> _STATED PROBLEM_
Gather every line in the records below that contains the word "roof". Uppercase and lowercase letters count as different.

> _RECORD EXCERPTS_

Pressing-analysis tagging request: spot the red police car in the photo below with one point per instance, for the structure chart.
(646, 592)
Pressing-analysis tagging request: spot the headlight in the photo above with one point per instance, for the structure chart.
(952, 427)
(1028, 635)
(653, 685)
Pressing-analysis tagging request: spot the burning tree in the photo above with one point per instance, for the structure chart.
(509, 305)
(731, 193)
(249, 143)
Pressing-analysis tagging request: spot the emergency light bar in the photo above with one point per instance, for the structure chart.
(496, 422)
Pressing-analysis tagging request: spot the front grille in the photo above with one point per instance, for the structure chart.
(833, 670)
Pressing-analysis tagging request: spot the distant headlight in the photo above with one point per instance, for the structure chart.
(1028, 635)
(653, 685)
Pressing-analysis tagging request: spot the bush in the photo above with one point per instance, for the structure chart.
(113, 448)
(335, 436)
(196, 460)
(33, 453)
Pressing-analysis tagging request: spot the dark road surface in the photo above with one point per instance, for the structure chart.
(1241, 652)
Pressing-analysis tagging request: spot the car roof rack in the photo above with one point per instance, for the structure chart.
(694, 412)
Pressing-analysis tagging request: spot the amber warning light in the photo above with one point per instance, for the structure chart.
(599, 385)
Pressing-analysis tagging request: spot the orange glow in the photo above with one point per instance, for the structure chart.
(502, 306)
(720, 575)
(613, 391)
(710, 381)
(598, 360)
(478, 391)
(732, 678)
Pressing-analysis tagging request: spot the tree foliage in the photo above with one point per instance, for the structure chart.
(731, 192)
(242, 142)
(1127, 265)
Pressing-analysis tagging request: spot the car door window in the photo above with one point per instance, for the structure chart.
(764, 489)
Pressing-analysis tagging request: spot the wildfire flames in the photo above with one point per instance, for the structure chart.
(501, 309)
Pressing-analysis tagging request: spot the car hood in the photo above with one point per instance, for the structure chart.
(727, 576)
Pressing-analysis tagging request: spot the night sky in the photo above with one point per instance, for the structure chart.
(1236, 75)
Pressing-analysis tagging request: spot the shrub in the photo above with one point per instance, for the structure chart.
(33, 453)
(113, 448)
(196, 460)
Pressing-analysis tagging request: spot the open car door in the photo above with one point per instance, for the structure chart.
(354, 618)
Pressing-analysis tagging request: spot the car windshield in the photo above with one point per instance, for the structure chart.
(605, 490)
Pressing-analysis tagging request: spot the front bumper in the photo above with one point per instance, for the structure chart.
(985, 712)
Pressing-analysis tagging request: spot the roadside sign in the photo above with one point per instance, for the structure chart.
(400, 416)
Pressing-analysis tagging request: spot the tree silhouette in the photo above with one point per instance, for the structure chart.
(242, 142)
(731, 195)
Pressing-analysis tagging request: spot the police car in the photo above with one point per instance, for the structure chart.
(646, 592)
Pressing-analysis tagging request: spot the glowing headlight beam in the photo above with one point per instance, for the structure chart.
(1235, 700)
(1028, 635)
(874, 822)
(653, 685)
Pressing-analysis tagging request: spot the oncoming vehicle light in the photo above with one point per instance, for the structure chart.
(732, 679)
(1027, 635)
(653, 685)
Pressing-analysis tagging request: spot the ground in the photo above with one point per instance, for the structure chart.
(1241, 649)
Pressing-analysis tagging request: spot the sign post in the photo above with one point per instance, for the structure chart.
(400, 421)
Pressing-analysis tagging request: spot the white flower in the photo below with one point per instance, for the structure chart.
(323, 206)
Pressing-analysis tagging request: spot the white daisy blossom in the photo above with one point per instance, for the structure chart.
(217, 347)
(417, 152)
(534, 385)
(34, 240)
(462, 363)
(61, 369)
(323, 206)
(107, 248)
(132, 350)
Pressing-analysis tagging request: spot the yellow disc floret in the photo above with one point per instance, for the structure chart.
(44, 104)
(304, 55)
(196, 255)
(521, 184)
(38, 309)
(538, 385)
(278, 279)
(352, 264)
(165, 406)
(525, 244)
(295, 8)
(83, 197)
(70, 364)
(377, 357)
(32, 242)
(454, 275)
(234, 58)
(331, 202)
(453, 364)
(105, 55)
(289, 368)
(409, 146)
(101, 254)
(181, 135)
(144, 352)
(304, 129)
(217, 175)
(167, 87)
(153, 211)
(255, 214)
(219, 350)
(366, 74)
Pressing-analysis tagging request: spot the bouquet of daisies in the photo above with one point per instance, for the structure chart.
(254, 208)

--

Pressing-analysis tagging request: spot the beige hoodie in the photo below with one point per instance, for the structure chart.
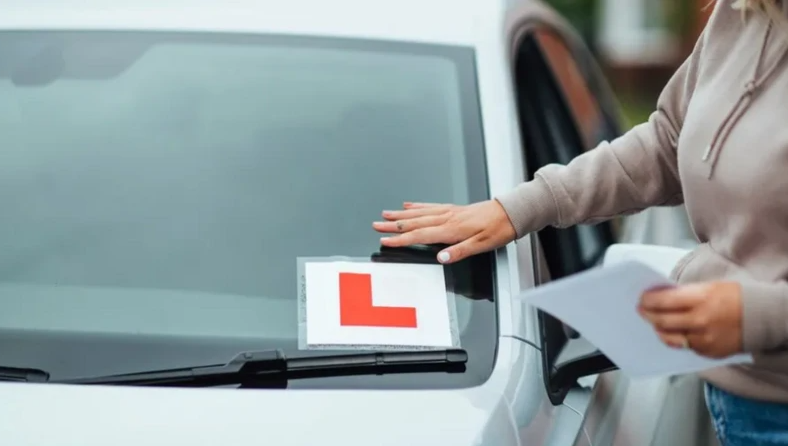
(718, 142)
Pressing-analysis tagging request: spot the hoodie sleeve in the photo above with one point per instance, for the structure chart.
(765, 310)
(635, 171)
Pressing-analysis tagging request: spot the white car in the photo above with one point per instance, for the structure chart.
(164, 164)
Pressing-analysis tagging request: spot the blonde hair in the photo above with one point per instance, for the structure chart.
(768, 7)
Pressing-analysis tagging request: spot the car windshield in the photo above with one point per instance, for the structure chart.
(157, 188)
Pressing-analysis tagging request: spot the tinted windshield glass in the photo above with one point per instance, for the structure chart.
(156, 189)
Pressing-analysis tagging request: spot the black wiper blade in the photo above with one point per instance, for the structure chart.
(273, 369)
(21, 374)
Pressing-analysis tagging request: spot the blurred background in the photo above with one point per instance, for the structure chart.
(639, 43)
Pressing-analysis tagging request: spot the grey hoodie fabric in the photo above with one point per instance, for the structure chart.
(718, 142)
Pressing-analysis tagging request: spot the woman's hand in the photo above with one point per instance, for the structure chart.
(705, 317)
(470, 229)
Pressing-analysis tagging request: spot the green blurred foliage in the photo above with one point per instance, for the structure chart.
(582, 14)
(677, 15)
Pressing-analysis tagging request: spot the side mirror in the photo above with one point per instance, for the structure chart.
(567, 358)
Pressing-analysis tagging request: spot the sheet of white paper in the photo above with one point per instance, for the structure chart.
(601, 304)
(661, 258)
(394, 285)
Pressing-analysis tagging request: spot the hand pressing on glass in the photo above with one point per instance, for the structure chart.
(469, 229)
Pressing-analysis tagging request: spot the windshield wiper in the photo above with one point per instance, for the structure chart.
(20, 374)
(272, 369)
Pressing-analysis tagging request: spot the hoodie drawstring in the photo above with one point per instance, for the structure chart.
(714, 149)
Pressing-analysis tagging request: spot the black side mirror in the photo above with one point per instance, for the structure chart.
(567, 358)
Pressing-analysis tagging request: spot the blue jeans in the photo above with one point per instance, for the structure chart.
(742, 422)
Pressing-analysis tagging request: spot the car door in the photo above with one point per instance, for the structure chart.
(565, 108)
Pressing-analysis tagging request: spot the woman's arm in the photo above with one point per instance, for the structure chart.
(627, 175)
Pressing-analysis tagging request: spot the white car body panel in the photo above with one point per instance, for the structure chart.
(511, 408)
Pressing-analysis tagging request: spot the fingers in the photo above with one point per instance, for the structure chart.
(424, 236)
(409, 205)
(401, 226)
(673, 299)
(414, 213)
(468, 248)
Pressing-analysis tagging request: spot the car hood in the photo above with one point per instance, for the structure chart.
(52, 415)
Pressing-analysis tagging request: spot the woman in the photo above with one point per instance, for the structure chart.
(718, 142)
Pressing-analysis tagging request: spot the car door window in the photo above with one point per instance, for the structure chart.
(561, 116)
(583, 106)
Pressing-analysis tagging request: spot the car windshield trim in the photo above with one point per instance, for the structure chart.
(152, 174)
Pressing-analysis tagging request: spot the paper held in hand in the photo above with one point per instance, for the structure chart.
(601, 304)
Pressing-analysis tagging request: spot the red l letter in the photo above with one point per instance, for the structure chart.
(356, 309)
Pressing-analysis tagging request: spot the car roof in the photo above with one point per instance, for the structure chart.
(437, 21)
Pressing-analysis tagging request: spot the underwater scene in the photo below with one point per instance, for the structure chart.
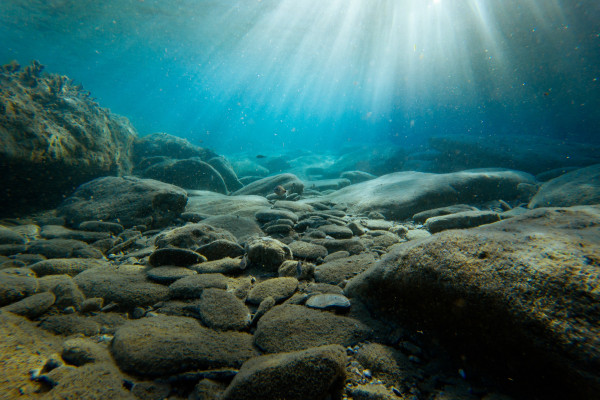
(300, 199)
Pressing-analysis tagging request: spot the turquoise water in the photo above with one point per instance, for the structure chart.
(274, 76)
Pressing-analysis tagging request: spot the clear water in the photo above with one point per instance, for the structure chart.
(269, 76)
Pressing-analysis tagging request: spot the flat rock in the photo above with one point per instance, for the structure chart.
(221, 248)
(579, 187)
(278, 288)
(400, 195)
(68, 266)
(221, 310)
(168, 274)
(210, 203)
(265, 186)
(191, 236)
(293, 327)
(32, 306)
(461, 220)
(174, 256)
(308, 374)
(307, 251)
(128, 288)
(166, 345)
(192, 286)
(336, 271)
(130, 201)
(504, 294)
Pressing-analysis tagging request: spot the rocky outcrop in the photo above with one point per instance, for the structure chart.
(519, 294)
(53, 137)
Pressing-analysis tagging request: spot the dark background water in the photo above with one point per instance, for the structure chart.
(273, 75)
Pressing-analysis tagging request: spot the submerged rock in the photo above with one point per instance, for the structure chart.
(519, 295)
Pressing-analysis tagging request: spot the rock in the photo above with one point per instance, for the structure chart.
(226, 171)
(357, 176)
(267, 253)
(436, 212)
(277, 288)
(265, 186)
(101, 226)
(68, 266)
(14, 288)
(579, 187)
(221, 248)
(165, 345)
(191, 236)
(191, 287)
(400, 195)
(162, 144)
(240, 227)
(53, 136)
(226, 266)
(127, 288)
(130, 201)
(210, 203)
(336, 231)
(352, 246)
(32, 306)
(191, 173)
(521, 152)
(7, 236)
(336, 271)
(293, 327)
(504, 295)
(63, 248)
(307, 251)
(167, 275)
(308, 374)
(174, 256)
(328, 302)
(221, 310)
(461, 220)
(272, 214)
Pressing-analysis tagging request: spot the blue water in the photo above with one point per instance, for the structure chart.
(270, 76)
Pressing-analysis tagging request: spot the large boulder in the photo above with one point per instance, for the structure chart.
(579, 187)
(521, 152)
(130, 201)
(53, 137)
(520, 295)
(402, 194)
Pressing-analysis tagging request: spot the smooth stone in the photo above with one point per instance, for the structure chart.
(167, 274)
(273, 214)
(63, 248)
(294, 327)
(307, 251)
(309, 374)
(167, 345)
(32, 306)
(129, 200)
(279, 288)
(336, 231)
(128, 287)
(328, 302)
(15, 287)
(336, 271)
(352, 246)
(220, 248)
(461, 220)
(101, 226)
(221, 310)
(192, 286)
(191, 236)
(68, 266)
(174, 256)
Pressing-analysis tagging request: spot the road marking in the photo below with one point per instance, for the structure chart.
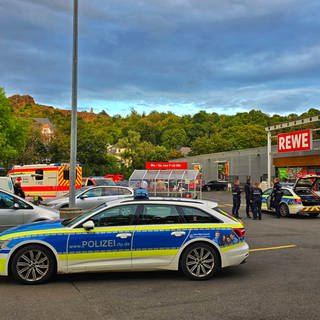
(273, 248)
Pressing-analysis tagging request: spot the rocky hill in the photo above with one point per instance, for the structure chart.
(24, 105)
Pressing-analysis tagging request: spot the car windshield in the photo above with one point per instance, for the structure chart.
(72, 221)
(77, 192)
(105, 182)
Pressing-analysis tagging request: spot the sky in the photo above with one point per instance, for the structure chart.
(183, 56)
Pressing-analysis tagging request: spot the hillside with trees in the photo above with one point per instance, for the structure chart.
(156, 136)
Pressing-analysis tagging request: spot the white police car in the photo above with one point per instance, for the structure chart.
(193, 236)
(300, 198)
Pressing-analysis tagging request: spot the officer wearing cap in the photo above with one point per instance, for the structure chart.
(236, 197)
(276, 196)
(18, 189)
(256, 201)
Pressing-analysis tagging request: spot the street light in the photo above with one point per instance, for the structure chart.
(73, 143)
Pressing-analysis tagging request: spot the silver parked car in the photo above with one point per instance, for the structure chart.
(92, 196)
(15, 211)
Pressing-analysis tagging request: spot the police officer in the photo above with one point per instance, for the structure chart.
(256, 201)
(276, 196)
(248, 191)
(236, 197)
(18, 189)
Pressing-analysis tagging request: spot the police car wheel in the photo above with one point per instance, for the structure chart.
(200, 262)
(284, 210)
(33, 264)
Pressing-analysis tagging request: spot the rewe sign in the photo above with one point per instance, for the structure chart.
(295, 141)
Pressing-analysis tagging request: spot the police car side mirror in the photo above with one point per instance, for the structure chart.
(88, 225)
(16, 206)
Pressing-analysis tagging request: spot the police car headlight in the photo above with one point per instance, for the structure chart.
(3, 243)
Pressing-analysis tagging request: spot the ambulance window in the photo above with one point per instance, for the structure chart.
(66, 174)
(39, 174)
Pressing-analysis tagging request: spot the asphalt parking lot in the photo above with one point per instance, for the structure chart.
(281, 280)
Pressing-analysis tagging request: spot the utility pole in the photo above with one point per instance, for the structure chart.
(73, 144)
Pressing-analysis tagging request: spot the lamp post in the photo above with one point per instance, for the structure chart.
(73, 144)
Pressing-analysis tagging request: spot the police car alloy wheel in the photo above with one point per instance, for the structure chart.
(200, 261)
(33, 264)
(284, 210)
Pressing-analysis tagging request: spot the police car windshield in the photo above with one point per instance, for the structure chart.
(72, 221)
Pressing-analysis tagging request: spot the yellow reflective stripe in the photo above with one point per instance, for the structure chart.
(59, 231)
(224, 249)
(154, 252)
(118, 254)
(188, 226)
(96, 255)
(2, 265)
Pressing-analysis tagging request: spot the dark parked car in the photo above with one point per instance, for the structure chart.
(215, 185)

> _ANSWER TO THIS PROBLEM_
Pressing-analysis tagging request: spot the car roof rack in the photo above with one point per instance, for the structure chart.
Pressing-analysis tagging request: spot the car roof in the photo above with one point per instance, for the structure chart.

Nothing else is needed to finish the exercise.